- The task
Name every company or organization mentioned in the text about Shopify's October stock drop.

:: Selected text

Shares of Shopify (SHOP 1.83%) stock sank 13.5% in October according to data provided by S&P Global Market Intelligence. The e-commerce platform stock had investors nervous before the most recent earnings release as macroeconomic and geopolitical factors predicted a bleak retail landscape. However, Shopify reported better-than-expected earnings, and the stock has already completely recovered and climbed even further.
Why did Shopify stock sink?
Shopify operates a popular e-commerce platform that millions of merchants use to power their online presence. Although its core product is geared toward small businesses, it has pivoted to targeting enterprise customers with a large range of packages, including single services. These solutions are even more potent for Shopify, since enterprise customers spend more, and expanding its overall business allows it to reach more clients.
Although its basic package is based on turnkey websites with everything ready to bring merchants into the world of e-commerce, it now offers all kinds of payments solutions and services that integrate physical stores with e-commerce functions.
Recently, it launched an arrangement with Amazon called Buy with Prime that allows customers to use their Prime accounts at checkout with Shopify merchants, many of whom also sell on Amazon as third-party retailers. This is a natural partnership that further expands Shopify's business, and it's a great way to impress shareholders with broad thinking.

::::
:: The data

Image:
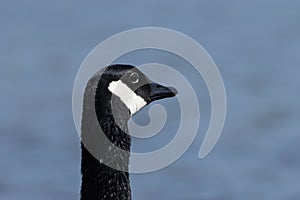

::::

- Finished exercise
Shopify, S&P Global Market Intelligence, Amazon